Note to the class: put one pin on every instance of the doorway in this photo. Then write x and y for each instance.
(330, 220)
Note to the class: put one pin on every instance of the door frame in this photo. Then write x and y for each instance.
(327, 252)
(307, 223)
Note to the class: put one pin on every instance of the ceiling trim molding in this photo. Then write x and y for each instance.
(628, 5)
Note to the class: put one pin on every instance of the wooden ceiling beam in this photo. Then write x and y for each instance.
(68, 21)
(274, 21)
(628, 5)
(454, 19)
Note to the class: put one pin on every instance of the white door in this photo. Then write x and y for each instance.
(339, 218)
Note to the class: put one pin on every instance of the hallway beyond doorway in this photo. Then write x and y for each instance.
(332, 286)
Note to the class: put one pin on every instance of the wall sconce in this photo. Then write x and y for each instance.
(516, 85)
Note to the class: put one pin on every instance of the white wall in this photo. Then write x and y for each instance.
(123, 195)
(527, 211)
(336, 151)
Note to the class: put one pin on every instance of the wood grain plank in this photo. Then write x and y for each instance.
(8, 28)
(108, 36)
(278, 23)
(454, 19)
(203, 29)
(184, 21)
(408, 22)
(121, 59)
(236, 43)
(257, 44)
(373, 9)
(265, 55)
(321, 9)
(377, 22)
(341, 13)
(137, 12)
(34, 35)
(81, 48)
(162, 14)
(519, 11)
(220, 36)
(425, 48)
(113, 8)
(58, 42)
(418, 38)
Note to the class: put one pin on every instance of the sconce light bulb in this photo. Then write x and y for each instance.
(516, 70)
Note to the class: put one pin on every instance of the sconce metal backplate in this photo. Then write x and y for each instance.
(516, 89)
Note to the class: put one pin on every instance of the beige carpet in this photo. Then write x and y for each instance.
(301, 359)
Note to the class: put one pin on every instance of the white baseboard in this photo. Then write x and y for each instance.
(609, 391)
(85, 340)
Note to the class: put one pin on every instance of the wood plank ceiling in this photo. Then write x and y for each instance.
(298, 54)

-----

What you will do: Copy the data above line for line, without changing a single character.

Written answer:
Note to the class: put one pin on every instance of the doorway in this photo. Then write x and y for each instance.
(330, 220)
Note to the class: put one pin on every instance of the door frame in this photo. Then write x and y for each instance.
(327, 252)
(307, 223)
Note to the class: put one pin on every instance of the ceiling trim molding in this photo. Then write x and y for each instance.
(628, 5)
Note to the class: put one pin on every instance of the wooden ceiling beam in this photo. Then write x and y for each instance.
(68, 21)
(274, 21)
(628, 5)
(454, 19)
Note to the class: put one pin on every instance of the white door in this photo. Then write x and y for each instance.
(339, 218)
Note to the class: put one pin on every instance of the hallway beyond doorway in this photo. Then write x and y for each instance.
(332, 286)
Note to the class: put one pin on every instance of the wall sconce in this photo. Then write x and y for each instance.
(516, 85)
Note to the class: put one pin on every instance of the white wall in this photo. Then write x and y for each instance.
(123, 195)
(527, 211)
(336, 151)
Note to the class: put one pin on every instance of the wood grain plank in this photo. Then write x and y for each instance.
(8, 28)
(108, 36)
(278, 23)
(454, 19)
(203, 29)
(184, 21)
(408, 22)
(121, 59)
(236, 43)
(257, 44)
(373, 9)
(265, 55)
(321, 9)
(377, 22)
(341, 13)
(137, 12)
(34, 35)
(81, 48)
(162, 14)
(519, 11)
(220, 36)
(425, 48)
(113, 8)
(58, 42)
(418, 38)
Note to the class: put one pin on every instance of the sconce light bulb in this photo. Then write x and y for each instance.
(516, 70)
Note to the class: put one pin on every instance of the sconce metal backplate in this photo. Then write x and y for each instance.
(516, 89)
Note to the class: put one pin on every instance of the beige carpet in this photo. Then write x and y for each instance.
(301, 359)
Note to the class: put one pin on every instance of the white baseboard in this photo. Then write x and y for each instance.
(609, 391)
(85, 340)
Note to the class: put one pin on every instance of the wood plank ceiling in this photo. Then write x and y for each instance.
(298, 54)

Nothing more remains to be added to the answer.